◆ Task prompt: Rename "the trial court" to "the lower court" in the court opinion excerpt, and write out everything from "We, like the" down to "in this action." with that change.

◆ Excerpted passage:
·····

This contract was read in evidence by plaintiff to sustain his contention as to the meaning of the contract of January 18, the then interpretation by the parties in interest, but, as before remarked, was wholly ignored by the trial court in arriving at its judgment, for the reasons therein expressed, “there is not sufficient ambiguity in the terms of the contract of January 18 on which the suit is based to make it necessary.”

It might be well here to state that under this contract McNair paid $2,500, and failing to pay the balance due thereon, forfeited his $2,500 and all right to claim a deed to the land, and so announced his intention, and the money then paid by him was divided among the members of the two firms according to their respective claims and interest, as expressed in the contract of both January 18 and June 12; and plaintiff now asks to have this court decree to him an undivided one eighth interest in and to the one hundred and seventy-one acres of land (as the assignee of his grantor, Bridges, one of the firm of Caldwell, Felt & Company) held in trust by the defendant Arnold, for himself, and the codefendants of said *204Arnold, since his rights have been denied by the construction placed upon the contract of January 18 by the trial court,

We, like the trial court, think it not absolutely necessary fin construing’ the contract of January 18 to call to our aid the interpretation placed upon it by the parties thereto as expressed in the contract of June 12 to ascertain the meaning thereof, but, unlike the trial court, we do not interpret the contract, as regards plaintiff’s right to the lands in controversy, in direct opposition to the interpretation that all the parties to this suit, then having an interest in the contract, placed upon it when the contract of June 12 was made, but adopt that interpretation as the one in complete harmony with the correct legal interpretation' of the terms of the contract of January 18, on which plaintiff has bottomed his right to recover in this action.

Under the clause of the contract “it is therefore mutually agreed between the firms aforesaid that the profits realized from the sale of said one hundred and seventy-one acre tract * * '* shall be equally divided between the said firms,” upon which alone the trial court based its judgment, and the one on which respondents alone here seek to defeat plaintiff’s claim to an interest in the land (asserting that his assignor, Bridges, as a member of the firm of Caldwell, Felt & Company, were only entitled to an interest in the money profit realized by the two option sales over and above the $10,000 paid by them for the land),we think plaintiff clearly has a right to maintain this action for his one eighth interest in the land, without considering now a subsequent part of the contract that is equally as conclusive of plaintiff’s rights, which will be noticed further on in this opinion, and without considering the contract of June 12, wherein the parties themselves placed their own construction upon the contract of Jan-*205nary 18, as same affects the respective right and interest of all parties concerned in and to the land.

·····

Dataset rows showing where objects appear
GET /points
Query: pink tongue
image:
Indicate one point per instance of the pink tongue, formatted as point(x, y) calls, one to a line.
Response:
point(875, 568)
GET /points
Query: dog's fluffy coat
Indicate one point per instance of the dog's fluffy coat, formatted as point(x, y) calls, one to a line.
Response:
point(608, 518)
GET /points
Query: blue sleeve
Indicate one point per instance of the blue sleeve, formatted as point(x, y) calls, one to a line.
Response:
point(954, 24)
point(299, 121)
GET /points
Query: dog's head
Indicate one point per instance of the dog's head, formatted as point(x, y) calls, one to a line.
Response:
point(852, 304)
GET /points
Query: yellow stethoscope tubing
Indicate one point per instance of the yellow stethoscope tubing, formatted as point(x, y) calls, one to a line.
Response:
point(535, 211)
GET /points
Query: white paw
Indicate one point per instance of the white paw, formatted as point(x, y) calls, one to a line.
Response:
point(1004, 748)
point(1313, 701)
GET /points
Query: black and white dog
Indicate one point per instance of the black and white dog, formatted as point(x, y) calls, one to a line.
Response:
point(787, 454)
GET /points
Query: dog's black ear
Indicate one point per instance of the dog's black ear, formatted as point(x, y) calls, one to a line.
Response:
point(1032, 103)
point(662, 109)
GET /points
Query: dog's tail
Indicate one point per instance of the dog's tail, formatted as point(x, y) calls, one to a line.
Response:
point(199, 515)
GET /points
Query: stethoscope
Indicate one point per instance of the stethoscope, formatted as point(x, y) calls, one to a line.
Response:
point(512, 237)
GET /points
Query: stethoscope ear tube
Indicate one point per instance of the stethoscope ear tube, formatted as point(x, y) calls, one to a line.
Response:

·····

◆ Reply:
We, like the lower court, think it not absolutely necessary fin construing’ the contract of January 18 to call to our aid the interpretation placed upon it by the parties thereto as expressed in the contract of June 12 to ascertain the meaning thereof, but, unlike the lower court, we do not interpret the contract, as regards plaintiff’s right to the lands in controversy, in direct opposition to the interpretation that all the parties to this suit, then having an interest in the contract, placed upon it when the contract of June 12 was made, but adopt that interpretation as the one in complete harmony with the correct legal interpretation' of the terms of the contract of January 18, on which plaintiff has bottomed his right to recover in this action.